Copy the records below exactly, leaving out any pictures.

*** THE INPUT

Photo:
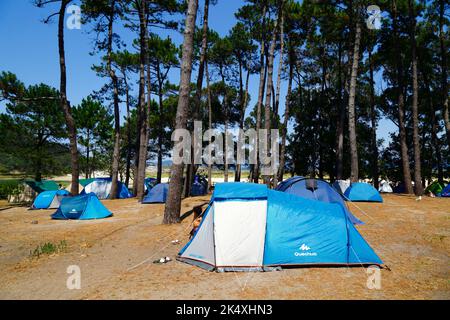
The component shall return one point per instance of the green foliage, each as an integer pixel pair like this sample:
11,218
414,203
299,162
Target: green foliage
48,248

******

RESPONSE AREA ->
Photo:
The component shall return one point per instance of the green foliage, each as an integer pixel pair like this sample:
11,218
414,203
299,162
Target: green foliage
48,248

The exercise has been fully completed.